私は普段、1リットルのペットボトルが余裕で入るようなサイズのバッグをよく持ち歩いている。昔から持ちあるく物が多く、そのせいでバッグもたくさん入る物を選びがちだ。いつもそんなにたくさん持ち歩いてるつもりはないし、こまめに減らしているのに、今までバッグが軽かった試しがない。
だけど出会いは突然訪れた。私はフラッと入った雑貨屋の店先で小さなショルダーバッグを見かけてしまった。ほぼポシェットといってもいいくらいに小さくて、普段の私ならそもそも買おうなんて思わないサイズだ。だけど……いや、だからこそ、私はそのバッグが欲しくなって、ついつい買ってしまった。
 
どうして荷物の多い私が小さいバッグを買おうと思ったのか。
それは私がいわゆる「物の少ない生活」に憧れていたからだ。
ミニマリスト、とまではいかなくても極力周りの物は少ないに越したことはない。だけど急に持ち物を少なくすると落ち着かないので、とりあえず平日はいつもの大きなバッグを使い、特にこれといった予定がない休日の時だけ、このバッグを使ってみることにした。
 
いざ小さいバッグで出かけてみた感想としては「意外にいける」というのが最初の感想だった。このショルダーには普段使ってるバッグの半分くらいしか入らないので、せっかく買ったのに荷物が入らなかったらどうしようと思ったけど、それは完全に杞憂に終わった。財布も入るし、本も分厚くない単行本までなら一冊入る。(本が好きな人には分かると思うが、本は一冊でも意外に重たい)あとは家の鍵やパスケース、スマホと、筆記用具や薬の入ったポーチ。あとはエコバッグを一つ入れておけば、買い物をしても困らない。

▸ 問われる内容
本文によると、荷物の多い筆者が小さいバッグを買おうと思ったのはなぜですか。 本文の内容だけをもとに答えてください。

(コレクションから抜粋したデータ)
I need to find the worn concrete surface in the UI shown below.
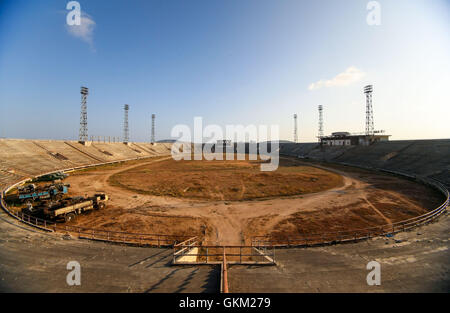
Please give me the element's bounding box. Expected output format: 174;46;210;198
228;214;450;293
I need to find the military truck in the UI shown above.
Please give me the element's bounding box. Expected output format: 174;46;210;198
34;172;69;182
18;184;70;201
43;193;109;222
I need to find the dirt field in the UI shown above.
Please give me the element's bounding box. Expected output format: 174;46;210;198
59;158;442;245
109;159;342;201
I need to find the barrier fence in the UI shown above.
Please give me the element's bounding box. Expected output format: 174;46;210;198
172;237;275;265
251;176;449;247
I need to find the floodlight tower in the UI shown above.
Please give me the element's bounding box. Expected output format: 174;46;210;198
123;104;130;144
317;104;323;142
294;114;298;143
364;85;374;136
78;87;89;143
151;114;156;144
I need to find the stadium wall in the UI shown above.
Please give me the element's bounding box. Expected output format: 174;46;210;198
280;139;450;187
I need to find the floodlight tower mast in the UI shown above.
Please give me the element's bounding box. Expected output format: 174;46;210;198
78;87;89;143
364;85;374;136
317;104;323;142
151;114;156;144
294;114;298;143
123;104;130;143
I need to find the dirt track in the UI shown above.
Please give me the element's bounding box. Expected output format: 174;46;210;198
62;158;441;245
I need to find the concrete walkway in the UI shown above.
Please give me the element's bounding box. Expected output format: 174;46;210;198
0;210;220;292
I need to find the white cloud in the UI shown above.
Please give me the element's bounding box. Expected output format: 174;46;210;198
66;13;95;48
308;66;366;90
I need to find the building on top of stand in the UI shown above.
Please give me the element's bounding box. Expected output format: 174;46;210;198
320;130;390;146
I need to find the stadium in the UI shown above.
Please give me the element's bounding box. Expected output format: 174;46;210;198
0;135;450;292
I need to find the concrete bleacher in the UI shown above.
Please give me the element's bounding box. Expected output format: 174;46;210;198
280;139;450;186
0;139;170;190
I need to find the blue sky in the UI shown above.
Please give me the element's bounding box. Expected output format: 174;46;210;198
0;0;450;142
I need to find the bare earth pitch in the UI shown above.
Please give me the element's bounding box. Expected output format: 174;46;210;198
61;157;442;245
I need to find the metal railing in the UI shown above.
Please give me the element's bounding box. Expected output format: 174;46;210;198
172;241;276;265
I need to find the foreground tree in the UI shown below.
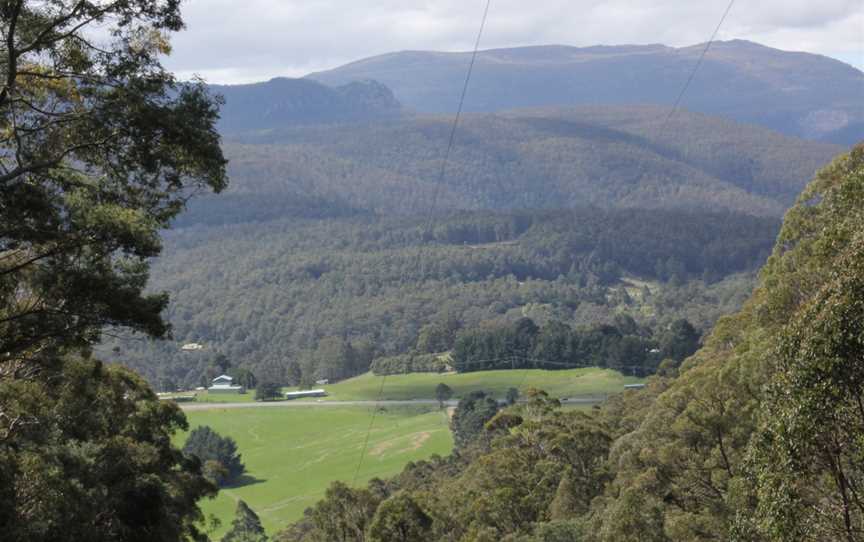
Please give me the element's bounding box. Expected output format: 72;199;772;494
0;0;226;366
435;382;453;408
0;358;216;542
0;0;226;541
255;378;282;401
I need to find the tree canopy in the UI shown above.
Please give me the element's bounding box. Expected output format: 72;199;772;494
0;0;226;542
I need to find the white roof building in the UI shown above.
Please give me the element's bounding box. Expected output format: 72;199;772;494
207;375;243;393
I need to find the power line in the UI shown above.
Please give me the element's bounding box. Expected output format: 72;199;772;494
351;0;492;485
658;0;735;137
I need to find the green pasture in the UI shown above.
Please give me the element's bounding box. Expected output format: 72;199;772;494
304;367;644;402
187;367;644;403
178;406;453;540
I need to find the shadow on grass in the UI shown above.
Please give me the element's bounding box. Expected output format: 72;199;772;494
221;474;267;489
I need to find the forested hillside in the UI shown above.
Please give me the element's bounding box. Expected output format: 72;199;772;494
278;145;864;542
103;107;848;389
209;77;402;134
194;107;841;224
110;208;778;388
309;40;864;144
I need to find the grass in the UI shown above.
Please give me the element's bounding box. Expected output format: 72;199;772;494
178;406;453;540
300;367;644;402
181;367;644;403
178;368;642;540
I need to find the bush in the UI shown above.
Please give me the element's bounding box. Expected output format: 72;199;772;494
183;425;246;486
371;353;447;376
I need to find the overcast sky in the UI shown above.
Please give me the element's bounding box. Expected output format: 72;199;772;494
165;0;864;83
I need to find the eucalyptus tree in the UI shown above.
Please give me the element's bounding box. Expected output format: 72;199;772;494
0;0;226;541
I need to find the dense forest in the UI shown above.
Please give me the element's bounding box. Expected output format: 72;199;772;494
104;208;778;389
213;106;842;219
277;145;864;542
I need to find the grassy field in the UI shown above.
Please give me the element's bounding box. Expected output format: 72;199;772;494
182;367;643;403
179;368;641;539
178;406;453;540
296;367;643;401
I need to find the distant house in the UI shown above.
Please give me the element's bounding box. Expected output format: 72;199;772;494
207;375;246;393
285;390;327;399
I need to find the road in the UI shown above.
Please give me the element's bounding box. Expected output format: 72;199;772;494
179;397;602;412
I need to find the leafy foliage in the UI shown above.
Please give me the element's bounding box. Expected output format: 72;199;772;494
450;391;498;449
255;380;282;401
222;499;267;542
0;0;226;542
183;425;246;484
276;145;864;542
102;209;777;389
312;40;864;144
0;0;226;365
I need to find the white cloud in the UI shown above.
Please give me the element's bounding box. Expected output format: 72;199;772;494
166;0;864;83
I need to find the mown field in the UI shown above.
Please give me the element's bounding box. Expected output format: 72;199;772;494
308;367;644;401
196;367;643;403
178;406;453;540
178;368;641;539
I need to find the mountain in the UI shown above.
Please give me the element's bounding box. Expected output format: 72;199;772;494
210;77;401;134
197;106;840;225
308;40;864;144
276;146;864;542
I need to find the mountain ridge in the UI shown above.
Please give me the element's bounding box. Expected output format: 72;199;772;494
306;40;864;144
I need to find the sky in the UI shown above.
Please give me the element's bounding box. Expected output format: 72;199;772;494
165;0;864;84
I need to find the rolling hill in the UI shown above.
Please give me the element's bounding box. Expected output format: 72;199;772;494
308;40;864;144
209;77;402;134
189;106;841;225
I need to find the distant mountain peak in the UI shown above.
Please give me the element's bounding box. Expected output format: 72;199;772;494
307;39;864;144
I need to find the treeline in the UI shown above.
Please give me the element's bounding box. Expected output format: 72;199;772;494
219;107;840;217
103;209;777;390
277;146;864;542
276;146;864;542
452;315;699;376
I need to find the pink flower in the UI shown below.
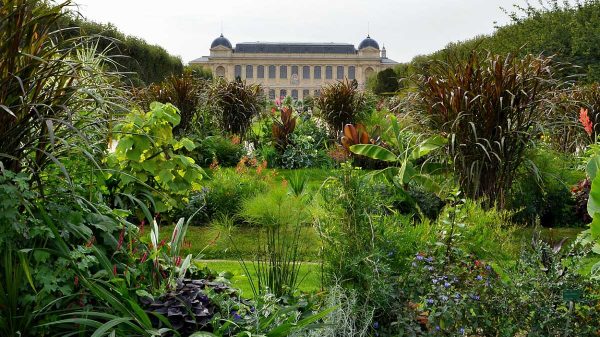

▸ 記述による解答
いわゆる「物の少ない生活」に憧れていたからです。